╭─ DATA EXTRACT

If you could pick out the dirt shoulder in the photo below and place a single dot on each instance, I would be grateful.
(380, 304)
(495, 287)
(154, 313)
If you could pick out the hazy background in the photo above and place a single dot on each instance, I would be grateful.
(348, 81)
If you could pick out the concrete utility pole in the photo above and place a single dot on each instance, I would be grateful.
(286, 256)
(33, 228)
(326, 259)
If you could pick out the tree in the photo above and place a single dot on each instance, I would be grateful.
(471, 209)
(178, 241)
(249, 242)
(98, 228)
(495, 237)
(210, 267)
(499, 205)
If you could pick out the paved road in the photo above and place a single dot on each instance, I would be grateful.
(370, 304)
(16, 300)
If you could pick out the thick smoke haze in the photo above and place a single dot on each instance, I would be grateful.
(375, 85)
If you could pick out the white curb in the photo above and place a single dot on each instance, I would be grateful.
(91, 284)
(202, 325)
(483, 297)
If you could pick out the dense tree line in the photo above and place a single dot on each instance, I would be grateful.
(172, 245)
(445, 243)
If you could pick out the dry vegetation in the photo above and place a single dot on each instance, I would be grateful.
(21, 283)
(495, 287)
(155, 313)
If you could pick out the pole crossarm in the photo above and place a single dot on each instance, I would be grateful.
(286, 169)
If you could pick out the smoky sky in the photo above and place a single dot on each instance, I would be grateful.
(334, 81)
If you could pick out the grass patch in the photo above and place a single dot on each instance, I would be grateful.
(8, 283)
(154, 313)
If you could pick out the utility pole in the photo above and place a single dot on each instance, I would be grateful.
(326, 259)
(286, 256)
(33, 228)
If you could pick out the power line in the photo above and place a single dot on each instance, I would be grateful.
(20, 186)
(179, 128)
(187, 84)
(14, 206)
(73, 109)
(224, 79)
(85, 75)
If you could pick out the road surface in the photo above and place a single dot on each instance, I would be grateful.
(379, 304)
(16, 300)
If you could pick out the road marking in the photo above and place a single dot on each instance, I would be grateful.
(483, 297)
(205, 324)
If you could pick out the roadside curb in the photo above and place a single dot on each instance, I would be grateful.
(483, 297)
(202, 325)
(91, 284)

╰─

WHAT THIS TASK INVOLVES: Copy each line of the data exactly, please.

ANSWER TO THIS EXERCISE:
If you could pick out the dirt shoulder in the photo below and place a single dot on each instance, I would be grateful.
(380, 304)
(495, 287)
(154, 313)
If you could pick out the hazy background in the photo above and place a single dot on each instance, I would be grateful.
(348, 81)
If you could pick out the concrete utility pole in the photo above and place a single dot on each instance, I would be grateful.
(286, 256)
(33, 228)
(326, 259)
If you could pick out the tree in the photo above and place a single dot on each instance, I would be grateful.
(471, 209)
(178, 241)
(249, 242)
(98, 228)
(495, 237)
(210, 267)
(499, 205)
If you could pick out the paved road in the photo above and place a single dot on each instance, I would be grateful.
(370, 304)
(16, 300)
If you could pick out the thick smoke haze in the photo above and place a single dot on each instance, I would be grateful.
(375, 85)
If you could pick out the white curb in the photo above and place a single dot on each instance, I would be grateful.
(91, 284)
(202, 325)
(483, 297)
If you could pick out the dense tree line in the photo above and place a single dot on each instance, I would be grateful.
(172, 245)
(445, 243)
If you could pick out the dry vegetation in the photo above and place a single dot on each instance, I would be grateful.
(21, 283)
(495, 287)
(155, 313)
If you could pick out the pole crossarm in the photo above and place a single dot on each instance, I would be grateful.
(286, 169)
If you could pick out the smoky sky in the photo above and place a single dot on each instance, I would be grateful.
(334, 81)
If you could pick out the grass patch in the photo above and place a single dot on each instance, I would be grateful.
(8, 283)
(154, 313)
If you could pick out the utility pole in the photo above and place a single dot on each instance, I would be grateful.
(326, 259)
(286, 256)
(33, 228)
If you could pick out the power line in the photo above and place a single dot on each instance, I would be grateful.
(20, 186)
(179, 128)
(187, 84)
(14, 206)
(73, 109)
(224, 79)
(85, 75)
If you could pick out the road surface in the photo above and place a single dot on each instance, I would be grateful.
(379, 304)
(16, 300)
If you could pick out the road marking in the photo above and place a single dot on each instance, I would be grateful.
(483, 297)
(205, 324)
If you could pick out the roadside curb in the photo above and place a single dot on each instance, I would be grateful.
(483, 297)
(202, 325)
(91, 284)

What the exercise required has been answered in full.